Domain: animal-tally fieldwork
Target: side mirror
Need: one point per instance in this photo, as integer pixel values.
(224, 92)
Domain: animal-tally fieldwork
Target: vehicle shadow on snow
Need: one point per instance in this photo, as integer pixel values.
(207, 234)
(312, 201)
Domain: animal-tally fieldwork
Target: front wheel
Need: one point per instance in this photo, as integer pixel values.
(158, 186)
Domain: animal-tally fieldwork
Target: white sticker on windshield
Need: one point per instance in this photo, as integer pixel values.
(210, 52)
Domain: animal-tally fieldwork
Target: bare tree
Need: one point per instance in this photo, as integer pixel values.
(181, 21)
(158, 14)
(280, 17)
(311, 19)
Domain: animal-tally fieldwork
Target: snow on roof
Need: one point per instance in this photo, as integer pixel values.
++++++++
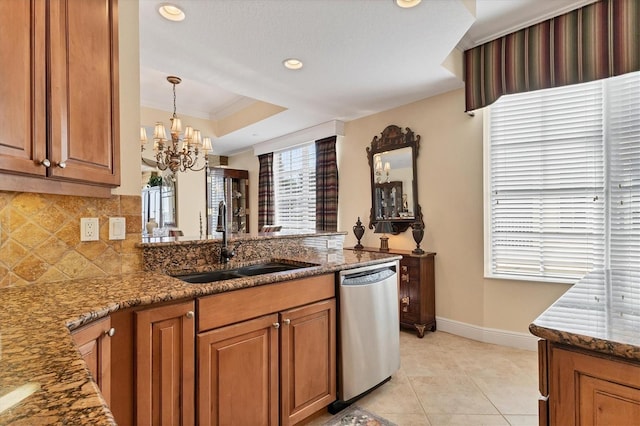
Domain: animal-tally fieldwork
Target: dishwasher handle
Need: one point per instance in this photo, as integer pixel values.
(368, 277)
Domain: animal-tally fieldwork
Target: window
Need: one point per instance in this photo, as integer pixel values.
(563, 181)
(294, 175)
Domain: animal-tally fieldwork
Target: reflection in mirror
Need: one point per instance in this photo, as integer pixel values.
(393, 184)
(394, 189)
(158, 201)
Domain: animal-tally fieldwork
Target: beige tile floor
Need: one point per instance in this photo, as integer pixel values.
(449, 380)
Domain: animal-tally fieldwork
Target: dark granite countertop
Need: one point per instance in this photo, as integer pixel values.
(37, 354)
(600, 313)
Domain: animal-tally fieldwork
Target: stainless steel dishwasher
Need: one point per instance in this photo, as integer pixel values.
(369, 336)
++++++++
> _Exercise requirements_: Check each line of the listing for "Target". Show those that have it.

> _Result of the exercise_:
Target: side mirror
Target: vehicle shadow on snow
Target: front wheel
Target: white sticker on windshield
Target: bare tree
Target: snow on roof
Target: dishwasher handle
Target: window
Target: reflection in mirror
Target: beige tile floor
Target: dark granite countertop
Target: stainless steel dishwasher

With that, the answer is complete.